▶ [TEXTO PROPORCIONADO]

######

La transfiguración del bautizado por la oración
(2559 – 2565)
La oración es la relación viva de los hijos de Dios con su Padre infinitamente bueno, con su Hijo Jesucristo y con el Espíritu Santo. Así, la vida de oración es estar habitualmente en presencia de Dios, tres veces Santo, y en comunión con Él.
La transfiguración del bautizado por la vida moral
(1691 – 1698)
«Cristiano, reconoce tu dignidad. Puesto que ahora participas de la naturaleza divina, no degeneres volviendo a la bajeza de tu vida pasada. Recuerda a qué Cabeza perteneces y de qué Cuerpo eres miembro. Acuérdate de que has sido arrancado del poder de las tinieblas para ser trasladado a la luz del Reino de Dios» (San León Magno).
Cristo Jesús hizo siempre lo que agradaba al Padre. Vivió siempre en perfecta comunión con Él. De igual modo sus discípulos son invitados a vivir bajo la mirada del Padre que ve en lo secreto para ser perfectos como el Padre celestial es perfecto.

######

▶ [RETO 1]
Reproduce sin cambios el fragmento del texto sobre la transfiguración del bautizado que empieza en "La oración es" y termina en "(San León Magno).".
El texto y el listado son materiales independientes entre sí.

Registros de un conjunto de datos sobre la ubicación de objetos
######

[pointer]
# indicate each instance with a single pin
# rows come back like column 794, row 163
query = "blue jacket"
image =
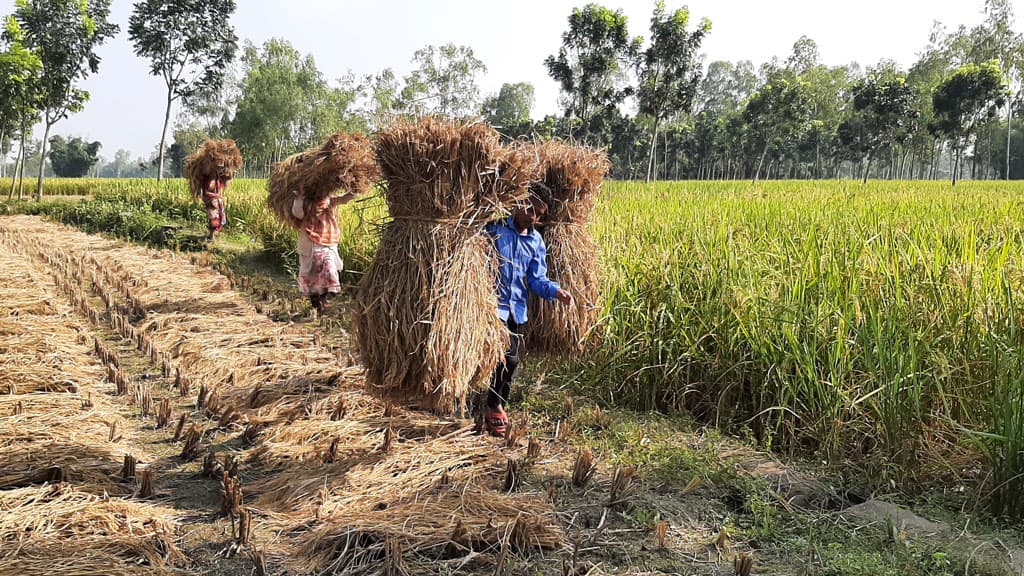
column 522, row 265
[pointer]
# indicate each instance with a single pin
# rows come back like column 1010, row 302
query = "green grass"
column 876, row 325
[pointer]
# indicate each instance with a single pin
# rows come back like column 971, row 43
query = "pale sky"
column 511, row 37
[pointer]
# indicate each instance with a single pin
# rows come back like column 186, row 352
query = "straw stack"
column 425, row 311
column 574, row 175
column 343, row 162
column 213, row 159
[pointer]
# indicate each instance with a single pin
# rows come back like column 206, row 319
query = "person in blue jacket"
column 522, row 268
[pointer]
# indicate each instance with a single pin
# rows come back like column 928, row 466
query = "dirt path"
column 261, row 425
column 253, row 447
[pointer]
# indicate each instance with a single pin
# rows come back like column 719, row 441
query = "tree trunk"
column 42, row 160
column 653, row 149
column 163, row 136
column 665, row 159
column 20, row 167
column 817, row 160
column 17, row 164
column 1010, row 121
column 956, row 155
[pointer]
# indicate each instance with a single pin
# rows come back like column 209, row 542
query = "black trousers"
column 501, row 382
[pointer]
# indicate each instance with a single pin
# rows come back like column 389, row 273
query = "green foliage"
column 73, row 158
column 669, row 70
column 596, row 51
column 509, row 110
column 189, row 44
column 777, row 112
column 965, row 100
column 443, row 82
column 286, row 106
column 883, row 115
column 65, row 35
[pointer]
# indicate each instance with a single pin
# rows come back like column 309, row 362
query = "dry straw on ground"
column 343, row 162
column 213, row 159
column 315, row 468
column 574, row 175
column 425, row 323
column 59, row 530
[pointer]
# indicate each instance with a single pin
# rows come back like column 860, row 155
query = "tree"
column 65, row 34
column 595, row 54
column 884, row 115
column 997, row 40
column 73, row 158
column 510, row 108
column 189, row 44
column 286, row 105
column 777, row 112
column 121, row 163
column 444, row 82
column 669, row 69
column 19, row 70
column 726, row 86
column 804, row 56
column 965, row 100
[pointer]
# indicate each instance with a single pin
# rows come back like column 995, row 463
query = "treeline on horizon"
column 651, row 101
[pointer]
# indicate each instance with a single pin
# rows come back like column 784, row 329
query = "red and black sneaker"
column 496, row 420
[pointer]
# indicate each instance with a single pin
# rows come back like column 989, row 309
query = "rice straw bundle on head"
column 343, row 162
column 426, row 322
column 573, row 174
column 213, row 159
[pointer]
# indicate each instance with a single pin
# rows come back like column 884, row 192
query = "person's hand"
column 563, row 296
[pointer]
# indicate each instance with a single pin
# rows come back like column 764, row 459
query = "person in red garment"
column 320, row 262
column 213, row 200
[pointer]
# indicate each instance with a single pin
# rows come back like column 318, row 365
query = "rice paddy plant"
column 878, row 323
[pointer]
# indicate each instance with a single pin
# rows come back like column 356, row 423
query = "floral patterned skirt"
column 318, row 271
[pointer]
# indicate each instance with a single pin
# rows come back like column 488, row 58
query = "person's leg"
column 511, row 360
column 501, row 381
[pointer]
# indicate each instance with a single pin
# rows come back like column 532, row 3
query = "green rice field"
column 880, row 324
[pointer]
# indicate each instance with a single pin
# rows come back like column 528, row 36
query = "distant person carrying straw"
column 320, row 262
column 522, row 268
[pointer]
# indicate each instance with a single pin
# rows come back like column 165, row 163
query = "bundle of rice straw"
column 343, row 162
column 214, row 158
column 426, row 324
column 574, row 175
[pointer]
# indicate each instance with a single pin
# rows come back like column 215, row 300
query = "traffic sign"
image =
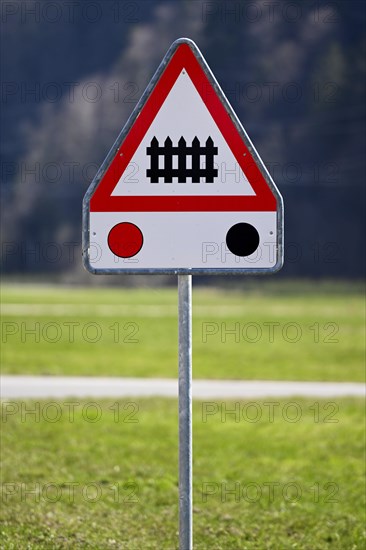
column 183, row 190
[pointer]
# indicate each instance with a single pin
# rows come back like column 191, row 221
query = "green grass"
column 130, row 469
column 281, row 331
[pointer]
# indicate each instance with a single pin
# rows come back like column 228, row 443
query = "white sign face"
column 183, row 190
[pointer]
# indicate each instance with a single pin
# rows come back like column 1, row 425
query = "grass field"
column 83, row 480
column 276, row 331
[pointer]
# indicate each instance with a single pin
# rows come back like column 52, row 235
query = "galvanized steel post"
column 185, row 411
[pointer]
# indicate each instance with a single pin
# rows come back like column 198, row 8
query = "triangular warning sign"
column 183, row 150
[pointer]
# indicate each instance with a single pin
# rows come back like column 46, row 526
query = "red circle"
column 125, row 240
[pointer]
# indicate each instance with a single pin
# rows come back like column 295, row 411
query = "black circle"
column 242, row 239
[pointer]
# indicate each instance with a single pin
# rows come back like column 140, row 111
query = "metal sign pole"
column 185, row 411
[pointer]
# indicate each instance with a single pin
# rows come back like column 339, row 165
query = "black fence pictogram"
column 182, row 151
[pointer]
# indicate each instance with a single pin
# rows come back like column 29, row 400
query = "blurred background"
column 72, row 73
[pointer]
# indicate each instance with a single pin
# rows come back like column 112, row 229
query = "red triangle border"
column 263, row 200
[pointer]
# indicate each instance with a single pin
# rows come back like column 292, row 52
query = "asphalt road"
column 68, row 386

######

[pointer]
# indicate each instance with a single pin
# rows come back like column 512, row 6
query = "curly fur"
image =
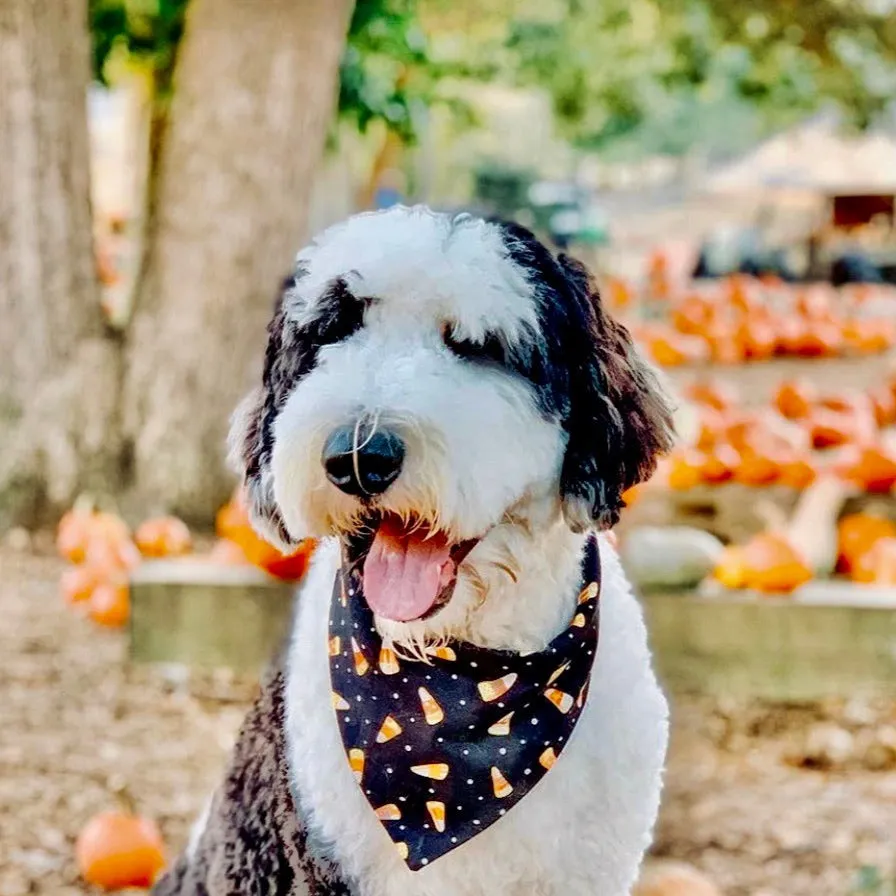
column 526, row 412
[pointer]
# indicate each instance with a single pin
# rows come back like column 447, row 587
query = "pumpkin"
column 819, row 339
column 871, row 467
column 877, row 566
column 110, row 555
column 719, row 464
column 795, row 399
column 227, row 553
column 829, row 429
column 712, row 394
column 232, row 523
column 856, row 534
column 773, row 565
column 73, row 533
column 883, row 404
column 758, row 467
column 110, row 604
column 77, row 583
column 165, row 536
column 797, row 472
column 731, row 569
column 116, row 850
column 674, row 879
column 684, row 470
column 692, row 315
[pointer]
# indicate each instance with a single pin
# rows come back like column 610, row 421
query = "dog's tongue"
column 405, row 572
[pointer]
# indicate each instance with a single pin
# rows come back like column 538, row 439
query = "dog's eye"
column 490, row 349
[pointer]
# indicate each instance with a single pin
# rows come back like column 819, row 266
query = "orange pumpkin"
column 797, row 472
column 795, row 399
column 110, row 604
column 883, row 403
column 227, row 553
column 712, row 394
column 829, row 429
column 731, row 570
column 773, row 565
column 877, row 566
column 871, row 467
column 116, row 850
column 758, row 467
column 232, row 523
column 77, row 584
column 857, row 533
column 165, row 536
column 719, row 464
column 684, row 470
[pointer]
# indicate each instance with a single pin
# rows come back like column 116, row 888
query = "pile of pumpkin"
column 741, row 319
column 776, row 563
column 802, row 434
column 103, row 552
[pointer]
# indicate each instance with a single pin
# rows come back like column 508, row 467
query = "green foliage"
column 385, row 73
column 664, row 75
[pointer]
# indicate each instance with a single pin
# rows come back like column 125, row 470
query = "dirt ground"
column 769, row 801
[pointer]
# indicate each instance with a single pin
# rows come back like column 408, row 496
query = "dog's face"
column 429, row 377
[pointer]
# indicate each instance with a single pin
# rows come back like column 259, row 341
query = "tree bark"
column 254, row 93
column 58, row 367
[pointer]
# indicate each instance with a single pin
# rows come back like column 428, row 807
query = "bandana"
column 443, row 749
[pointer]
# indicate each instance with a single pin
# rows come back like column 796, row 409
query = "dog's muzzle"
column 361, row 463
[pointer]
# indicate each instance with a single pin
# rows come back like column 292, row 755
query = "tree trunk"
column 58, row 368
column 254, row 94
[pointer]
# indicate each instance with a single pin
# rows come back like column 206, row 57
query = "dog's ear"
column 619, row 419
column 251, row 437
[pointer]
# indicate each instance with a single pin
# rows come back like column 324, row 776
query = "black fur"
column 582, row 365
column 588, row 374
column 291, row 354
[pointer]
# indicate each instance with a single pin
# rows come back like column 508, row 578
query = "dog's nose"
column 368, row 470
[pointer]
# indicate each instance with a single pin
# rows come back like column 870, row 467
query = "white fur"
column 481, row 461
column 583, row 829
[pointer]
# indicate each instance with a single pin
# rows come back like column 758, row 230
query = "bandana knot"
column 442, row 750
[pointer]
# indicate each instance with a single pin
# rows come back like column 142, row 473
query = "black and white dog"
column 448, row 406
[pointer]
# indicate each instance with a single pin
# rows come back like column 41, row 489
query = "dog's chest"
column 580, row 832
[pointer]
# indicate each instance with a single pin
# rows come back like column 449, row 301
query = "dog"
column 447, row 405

######

▶ [RETO 2]
Reúne todas las líneas del listado que contengan la cadena "circle".

▶ [RESPUESTA CORRECTA 1]
La oración es la relación viva de los hijos de Dios con su Padre infinitamente bueno, con su Hijo Jesucristo y con el Espíritu Santo. Así, la vida de oración es estar habitualmente en presencia de Dios, tres veces Santo, y en comunión con Él.
La transfiguración del bautizado por la vida moral
(1691 – 1698)
«Cristiano, reconoce tu dignidad. Puesto que ahora participas de la naturaleza divina, no degeneres volviendo a la bajeza de tu vida pasada. Recuerda a qué Cabeza perteneces y de qué Cuerpo eres miembro. Acuérdate de que has sido arrancado del poder de las tinieblas para ser trasladado a la luz del Reino de Dios» (San León Magno).

▶ [RESPUESTA CORRECTA 2]
query = "red circle"
query = "black circle"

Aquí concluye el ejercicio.